DESCRIPTION OF THE TASK →
Pick out every line of the material below that contains the string "umbrella" and copy each one. The match is case-sensitive.
────────────────────
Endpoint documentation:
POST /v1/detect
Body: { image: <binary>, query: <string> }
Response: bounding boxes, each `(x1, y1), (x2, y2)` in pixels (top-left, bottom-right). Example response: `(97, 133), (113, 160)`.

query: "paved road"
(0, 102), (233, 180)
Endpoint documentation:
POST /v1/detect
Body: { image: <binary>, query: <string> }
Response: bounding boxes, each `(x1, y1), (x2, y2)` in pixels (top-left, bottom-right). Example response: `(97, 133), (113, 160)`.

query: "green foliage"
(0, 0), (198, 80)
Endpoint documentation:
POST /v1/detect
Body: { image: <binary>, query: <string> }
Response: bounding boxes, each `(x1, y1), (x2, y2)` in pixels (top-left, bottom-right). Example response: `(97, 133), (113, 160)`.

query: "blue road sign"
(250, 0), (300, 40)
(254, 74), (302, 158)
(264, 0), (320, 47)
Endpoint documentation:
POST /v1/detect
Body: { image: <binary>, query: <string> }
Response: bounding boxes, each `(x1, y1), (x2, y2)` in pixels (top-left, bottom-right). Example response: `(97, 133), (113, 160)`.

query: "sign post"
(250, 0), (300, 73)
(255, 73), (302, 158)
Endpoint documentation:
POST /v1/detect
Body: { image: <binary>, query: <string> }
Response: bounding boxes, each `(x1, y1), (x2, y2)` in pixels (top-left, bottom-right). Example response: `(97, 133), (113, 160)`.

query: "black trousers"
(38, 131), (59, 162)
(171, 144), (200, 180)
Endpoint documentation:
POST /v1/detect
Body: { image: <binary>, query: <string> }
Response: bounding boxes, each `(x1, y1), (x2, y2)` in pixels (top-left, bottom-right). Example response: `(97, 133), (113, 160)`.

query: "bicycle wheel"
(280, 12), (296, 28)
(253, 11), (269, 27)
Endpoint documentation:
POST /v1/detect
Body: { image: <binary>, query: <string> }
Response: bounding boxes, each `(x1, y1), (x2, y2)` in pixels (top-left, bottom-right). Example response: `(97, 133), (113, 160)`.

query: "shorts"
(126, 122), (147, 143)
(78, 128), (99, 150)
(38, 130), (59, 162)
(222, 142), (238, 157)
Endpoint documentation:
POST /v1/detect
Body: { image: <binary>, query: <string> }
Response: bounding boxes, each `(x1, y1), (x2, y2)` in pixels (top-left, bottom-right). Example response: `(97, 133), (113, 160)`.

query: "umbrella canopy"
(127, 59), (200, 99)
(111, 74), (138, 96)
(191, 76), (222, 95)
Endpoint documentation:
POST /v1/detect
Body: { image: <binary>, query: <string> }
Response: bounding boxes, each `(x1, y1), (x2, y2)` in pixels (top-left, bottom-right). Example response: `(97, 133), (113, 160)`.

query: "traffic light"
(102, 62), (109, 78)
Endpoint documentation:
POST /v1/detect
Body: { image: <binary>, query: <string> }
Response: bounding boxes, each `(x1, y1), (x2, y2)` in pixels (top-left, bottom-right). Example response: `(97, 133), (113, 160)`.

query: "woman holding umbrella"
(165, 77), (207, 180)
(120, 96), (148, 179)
────────────────────
RESPONSE TO THE TASK →
query: "umbrella canopy"
query: "woman holding umbrella"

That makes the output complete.